**Task A:**
Answer these questions using the article about Stan Wong:
(i) Which university did Wong graduate from?
(ii) In what city was Wong's 10th Deutschland Cup held?
(iii) In which years did Wong work NHL All-Star Games?

____ Given text

After serving as an athletic trainer for 16 years in the National Hockey League, Stan Wong didn’t know if his days working around hockey were over.
Wong’s three-year contract with the Florida Panthers had expired and wasn’t renewed by the new general manager, and he was content with closing out his career. A short time passed and Wong received a call from USA Hockey. Wong was asked if he’d like to work the Deutschland Cup in November 2002. He jumped at the opportunity. The next month, Wong was also a Team USA trainer for the IIHF World Junior Championship.
Now 16 years later, Wong is still a volunteer trainer for USA Hockey.
“Through USA Hockey I’ve been very, very fortunate,” Wong said.
The 59-year-old is retired and living the life in Boca Raton, Florida. Wong is catching rays in the summer months and on the bench for the biggest USA Hockey events every winter. He wouldn’t want it any other way.
Wong worked his 10th Deutschland Cup in Augsburg, Germany — he’s been alternating years recently and last worked the tournament in 2015 — this past weekend.
“I get to do all these events and I get to travel all around Europe and I get to work with really, really good people and really nice people,” Wong said.
Wong works three to four tournaments for USA Hockey every year. Along with the Deutschland Cup and World Juniors, he’s the athletic trainer for the IIHF Men’s World Championship. And, since 2018 is an Olympic year, Wong will be serving his country for his fourth Olympic Winter Games. His first was in 2006.
Wong, who has worked the last 16 IIHF World Junior Championships, calls that his favorite event. Team USA has won four gold medals in the event’s 41-year history, and Wong has been the trainer for all of those squads (2004, 2010, 2013 and 2017).
He’s also been the trainer for the World Junior Summer Showcase held every year at USA Hockey Arena in Plymouth, Michigan.
“It’s just a few things that keep you dabbling in hockey,” he said.
Wong has been involved with athletic training in ever since he graduated from Northeastern University. His first job out of college was with the Philadelphia Eagles for three years, working Super Bowl XV. He then moved to the United States Football League and worked for the Boston Breakers from 1983-85 until the league folded.
“I really loved football,” Wong said. “I thought I would stay in football.”
Hockey was the next step in Wong’s career. He signed on as the Washington Capitals’ trainer from 1986-99. He got a chance to work the Stanley Cup in the 1997-98 season and two All-Star Games (1991 and 1999). Wong moved to the Panthers in 1999 before leaving the NHL in 2002.

________
____ Raw data

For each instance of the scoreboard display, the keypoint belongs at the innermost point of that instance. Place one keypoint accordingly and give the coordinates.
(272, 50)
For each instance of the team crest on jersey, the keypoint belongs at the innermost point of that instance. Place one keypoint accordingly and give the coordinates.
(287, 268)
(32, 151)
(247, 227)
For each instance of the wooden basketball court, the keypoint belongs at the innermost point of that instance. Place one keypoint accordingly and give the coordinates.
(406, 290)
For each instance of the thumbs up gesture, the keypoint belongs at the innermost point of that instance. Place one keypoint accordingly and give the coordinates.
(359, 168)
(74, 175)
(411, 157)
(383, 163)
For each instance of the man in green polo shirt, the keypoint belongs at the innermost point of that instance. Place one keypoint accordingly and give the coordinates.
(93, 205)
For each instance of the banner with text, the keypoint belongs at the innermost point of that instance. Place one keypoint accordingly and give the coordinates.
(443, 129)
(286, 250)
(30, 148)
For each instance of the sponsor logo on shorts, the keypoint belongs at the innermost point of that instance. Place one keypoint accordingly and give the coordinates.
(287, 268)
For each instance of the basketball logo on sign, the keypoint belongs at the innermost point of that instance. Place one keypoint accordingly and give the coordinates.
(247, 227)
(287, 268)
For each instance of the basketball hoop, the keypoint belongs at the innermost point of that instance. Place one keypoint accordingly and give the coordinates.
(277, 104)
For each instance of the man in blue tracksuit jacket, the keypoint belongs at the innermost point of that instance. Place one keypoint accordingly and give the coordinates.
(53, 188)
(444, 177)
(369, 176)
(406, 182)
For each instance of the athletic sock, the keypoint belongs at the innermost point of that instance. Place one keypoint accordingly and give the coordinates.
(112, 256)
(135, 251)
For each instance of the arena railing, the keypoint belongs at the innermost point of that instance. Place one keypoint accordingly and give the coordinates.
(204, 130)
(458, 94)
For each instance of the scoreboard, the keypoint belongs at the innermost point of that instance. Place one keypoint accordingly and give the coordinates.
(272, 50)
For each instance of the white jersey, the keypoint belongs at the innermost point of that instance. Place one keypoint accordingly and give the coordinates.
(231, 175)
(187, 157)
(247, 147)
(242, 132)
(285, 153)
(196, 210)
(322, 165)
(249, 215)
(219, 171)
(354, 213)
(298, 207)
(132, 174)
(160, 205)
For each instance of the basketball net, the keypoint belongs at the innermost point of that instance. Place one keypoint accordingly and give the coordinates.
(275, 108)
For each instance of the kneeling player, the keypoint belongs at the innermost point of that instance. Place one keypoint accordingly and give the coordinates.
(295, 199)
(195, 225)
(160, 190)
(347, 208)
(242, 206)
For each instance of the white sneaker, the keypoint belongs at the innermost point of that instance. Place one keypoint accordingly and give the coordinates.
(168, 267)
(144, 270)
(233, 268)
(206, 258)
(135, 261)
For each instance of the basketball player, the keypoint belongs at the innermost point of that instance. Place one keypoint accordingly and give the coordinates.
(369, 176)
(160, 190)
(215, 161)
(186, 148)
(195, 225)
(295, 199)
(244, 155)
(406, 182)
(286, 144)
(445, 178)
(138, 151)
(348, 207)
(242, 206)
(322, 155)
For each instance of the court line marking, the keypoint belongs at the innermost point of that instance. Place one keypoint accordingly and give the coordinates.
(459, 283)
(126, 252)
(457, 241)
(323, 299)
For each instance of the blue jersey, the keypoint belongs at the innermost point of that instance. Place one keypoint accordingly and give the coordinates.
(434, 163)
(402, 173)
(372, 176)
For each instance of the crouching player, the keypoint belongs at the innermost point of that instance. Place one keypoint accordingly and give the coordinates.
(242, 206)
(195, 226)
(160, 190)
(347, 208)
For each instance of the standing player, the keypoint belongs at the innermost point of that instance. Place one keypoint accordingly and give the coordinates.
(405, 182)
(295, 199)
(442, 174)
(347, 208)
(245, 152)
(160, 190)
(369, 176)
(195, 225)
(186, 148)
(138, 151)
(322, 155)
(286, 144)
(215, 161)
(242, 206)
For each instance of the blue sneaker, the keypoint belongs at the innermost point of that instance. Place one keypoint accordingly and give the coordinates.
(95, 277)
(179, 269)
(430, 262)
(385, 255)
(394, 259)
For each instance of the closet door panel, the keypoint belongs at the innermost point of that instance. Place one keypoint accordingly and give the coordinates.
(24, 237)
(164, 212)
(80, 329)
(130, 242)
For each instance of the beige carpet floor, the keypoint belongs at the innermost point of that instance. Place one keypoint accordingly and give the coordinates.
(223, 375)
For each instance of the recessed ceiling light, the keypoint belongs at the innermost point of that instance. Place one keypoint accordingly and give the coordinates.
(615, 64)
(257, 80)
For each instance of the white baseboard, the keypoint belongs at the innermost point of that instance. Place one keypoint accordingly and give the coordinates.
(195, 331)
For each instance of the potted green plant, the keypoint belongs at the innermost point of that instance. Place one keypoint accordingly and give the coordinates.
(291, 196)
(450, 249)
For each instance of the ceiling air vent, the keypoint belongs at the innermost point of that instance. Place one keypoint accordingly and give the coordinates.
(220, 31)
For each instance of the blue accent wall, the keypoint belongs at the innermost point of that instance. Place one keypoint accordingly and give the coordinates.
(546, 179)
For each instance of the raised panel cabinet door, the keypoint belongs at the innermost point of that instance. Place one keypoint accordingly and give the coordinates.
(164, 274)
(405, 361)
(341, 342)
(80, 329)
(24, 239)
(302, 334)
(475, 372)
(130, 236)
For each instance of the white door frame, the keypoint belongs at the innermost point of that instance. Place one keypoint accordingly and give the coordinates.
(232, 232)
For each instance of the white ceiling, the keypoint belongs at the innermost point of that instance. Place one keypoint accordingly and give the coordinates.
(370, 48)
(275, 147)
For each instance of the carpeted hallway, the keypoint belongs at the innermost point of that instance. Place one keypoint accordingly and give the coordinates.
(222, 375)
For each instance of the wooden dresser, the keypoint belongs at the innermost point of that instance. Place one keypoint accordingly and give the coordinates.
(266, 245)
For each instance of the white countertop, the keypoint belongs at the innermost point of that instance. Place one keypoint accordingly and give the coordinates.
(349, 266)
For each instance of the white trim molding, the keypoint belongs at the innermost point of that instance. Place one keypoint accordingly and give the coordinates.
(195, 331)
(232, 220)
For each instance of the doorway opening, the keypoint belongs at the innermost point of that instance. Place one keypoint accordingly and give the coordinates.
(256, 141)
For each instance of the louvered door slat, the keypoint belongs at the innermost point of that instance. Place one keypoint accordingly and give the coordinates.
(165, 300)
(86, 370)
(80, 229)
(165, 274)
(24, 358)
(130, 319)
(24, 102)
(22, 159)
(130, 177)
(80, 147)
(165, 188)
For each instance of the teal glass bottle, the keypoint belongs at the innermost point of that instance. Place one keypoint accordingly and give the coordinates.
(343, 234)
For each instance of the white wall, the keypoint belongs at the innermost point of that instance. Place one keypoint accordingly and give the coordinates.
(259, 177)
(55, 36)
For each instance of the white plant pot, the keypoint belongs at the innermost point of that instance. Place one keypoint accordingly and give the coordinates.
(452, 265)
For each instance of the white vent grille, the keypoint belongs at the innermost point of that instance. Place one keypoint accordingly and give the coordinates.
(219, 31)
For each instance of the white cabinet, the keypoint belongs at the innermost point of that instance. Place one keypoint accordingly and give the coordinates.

________

**Task B:** Reproduce the entries starting at the line that contains "For each instance of the teal" and ending at the last line of the entries, including both ends.

**Task solution A:**
(i) Northeastern University
(ii) Augsburg, Germany
(iii) 1991 and 1999

**Task solution B:**
For each instance of the teal glass bottle, the keypoint belongs at the innermost point of that instance. Place one keypoint accordingly and give the coordinates.
(343, 234)
For each instance of the white wall, the keypoint belongs at the innermost point of that instance. Place one keypoint accordingly and give the coordinates.
(259, 177)
(55, 36)
For each instance of the white plant pot, the keypoint belongs at the innermost point of that instance. Place one keypoint accordingly and give the coordinates.
(452, 265)
For each instance of the white vent grille, the keypoint belongs at the innermost point of that instance. Place one keypoint accordingly and give the coordinates.
(219, 31)
For each instance of the white cabinet, the keypoint belongs at the innermost point of that instance. Place one keypoint accordingly and give the coordinates.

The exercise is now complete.